▶ **Tasks for this exercise**:
[1] Summarize the text on Harvard Divinity School in two sentences.
[2] Copy the passage of the text on Harvard Divinity School from "In April 2014, the" up to and including "award the PhD.", substituting "decided" for "voted".

▶ **Reading text**:
☆ ☆ ☆

In addition to candidates for the above, many Harvard graduate students pursuing PhDs in the study of religion work closely with Divinity School faculty. These students are formally affiliated with the Committee on the Study of Religion which is made up of 50% Arts and Sciences and 50% Divinity faculty members and housed in the Faculty of Arts and Sciences.


In April 2014, the Faculty of HDS voted to unify the ThD and PhD in the study of religion in the Graduate School of Arts and Sciences (GSAS), suspending admission to the ThD starting in fall 2015. Those previously admitted to the ThD program continue to be candidates for the ThD, with the first cohort of PhD candidates entering in fall 2015.[6] While many PhD students in the GSAS take courses at HDS, and admissions material from HDS advertises the PhD in the study of religion, PhD students are formally enrolled in the GSAS and not at HDS; only the GSAS at Harvard may award the PhD.



Curriculum[edit]


Candidates for the MTS choose among 18 areas of academic focus:





  • African and African American Religious Studies


  • Buddhist Studies

  • Comparative Religious Studies

  • East Asian Religious Studies


  • Hebrew Bible / Old Testament

  • History of Christianity

  • Hindu Studies

  • South Asian Religious Studies


  • Islamic Studies


  • Jewish Studies


  • New Testament and Early Christianity

  • Philosophy of Religion

  • Religions of the Americas

  • Religion, Ethics, and Politics

  • Religion, Literature, and Culture

  • Religious Studies and Education

  • Theology

  • Women, Gender, Sexuality, and Religion


Candidates for the MDiv are required to take:


  • Three courses in the theories, methods, and practices of scriptural interpretation within the student's religious tradition

  • Six courses in the history, theology, and practice of the student's religious tradition in which they are preparing to minister

  • Three courses within a religious tradition different from the one they are studying


Research and Special Programs[edit]





Women's Studies in Religion Program[edit]


The Women's Studies in Religion Program (WSRP) at Harvard Divinity School was founded in 1973 and was the first program to focus on the interdisciplinary study of women and religion. Since its founding, it has supported more than 100 scholars, representing over 50 institutions of higher learning in the United States and around the world.


The WSRP promotes critical inquiry into the interaction between religion and gender, and every year the program brings five postdoctoral scholars to HDS. The research associates each work on a book-length research project and teach courses related to their research.



Center for the Study of World Religions[edit]




Rear view of the CSWR designed by Josep Lluís Sert


Founded in 1960 after an anonymous donation in 1957, the Center for the Study of World Religions at Harvard Divinity School is a residential community of academic fellows, graduate students, and visiting professors of many world religious traditions. The Center focuses on the understanding of religions globally through its research, publications, funding, and public programs. It welcomes scholars and practitioners, and highlights the intellectual and historical dimensions of religious dialogue. As of July 1, 2017, its current director is Charles Stang, a scholar of ancient Christianity, focusing especially on Eastern varieties of late antique Christianity.[7] The Center sponsors a diverse range of educative programs, ranging from public lectures to colloquia and reading groups, student-initiated projects, and “religion in the news” lunches on topics of public interest. The Center’s Meditation Room is used regularly by individuals and groups.

☆ ☆ ☆

Dataset records:
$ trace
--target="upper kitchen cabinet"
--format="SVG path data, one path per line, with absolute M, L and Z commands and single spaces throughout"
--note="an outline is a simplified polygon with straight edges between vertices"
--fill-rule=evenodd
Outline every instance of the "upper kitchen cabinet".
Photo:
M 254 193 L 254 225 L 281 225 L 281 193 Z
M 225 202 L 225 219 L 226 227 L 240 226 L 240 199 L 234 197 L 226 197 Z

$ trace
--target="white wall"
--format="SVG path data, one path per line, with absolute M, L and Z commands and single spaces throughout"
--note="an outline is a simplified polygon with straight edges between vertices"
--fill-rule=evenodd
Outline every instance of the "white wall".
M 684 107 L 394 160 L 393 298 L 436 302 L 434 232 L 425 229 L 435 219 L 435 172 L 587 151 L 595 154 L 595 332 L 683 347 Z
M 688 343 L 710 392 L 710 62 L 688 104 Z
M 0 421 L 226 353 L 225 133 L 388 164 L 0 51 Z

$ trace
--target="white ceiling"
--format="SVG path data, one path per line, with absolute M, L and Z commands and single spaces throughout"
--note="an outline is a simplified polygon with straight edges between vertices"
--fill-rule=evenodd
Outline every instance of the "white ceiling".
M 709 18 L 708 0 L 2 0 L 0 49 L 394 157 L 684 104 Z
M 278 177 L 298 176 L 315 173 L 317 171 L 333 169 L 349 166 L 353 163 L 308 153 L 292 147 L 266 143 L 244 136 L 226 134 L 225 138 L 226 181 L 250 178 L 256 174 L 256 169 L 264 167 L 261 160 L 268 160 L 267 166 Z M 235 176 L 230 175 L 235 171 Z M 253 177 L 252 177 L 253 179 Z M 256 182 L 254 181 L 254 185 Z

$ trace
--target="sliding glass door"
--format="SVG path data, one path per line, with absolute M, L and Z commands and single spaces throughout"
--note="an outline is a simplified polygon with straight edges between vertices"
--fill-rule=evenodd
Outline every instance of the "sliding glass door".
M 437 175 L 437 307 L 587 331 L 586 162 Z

☆ ☆ ☆

▶ **Solution set**:
[1] Many Harvard PhD students in the study of religion work with Divinity School faculty, but they are enrolled in the Graduate School of Arts and Sciences, which alone awards the PhD, and in 2014 the HDS faculty voted to unify the ThD and PhD, suspending ThD admission from fall 2015. The school offers MTS candidates 18 areas of focus and requires MDiv candidates to take courses in scriptural interpretation, in their own tradition and in a different tradition, and it houses the Women's Studies in Religion Program, founded in 1973, and the Center for the Study of World Religions, founded in 1960.

[2]
In April 2014, the Faculty of HDS decided to unify the ThD and PhD in the study of religion in the Graduate School of Arts and Sciences (GSAS), suspending admission to the ThD starting in fall 2015. Those previously admitted to the ThD program continue to be candidates for the ThD, with the first cohort of PhD candidates entering in fall 2015.[6] While many PhD students in the GSAS take courses at HDS, and admissions material from HDS advertises the PhD in the study of religion, PhD students are formally enrolled in the GSAS and not at HDS; only the GSAS at Harvard may award the PhD.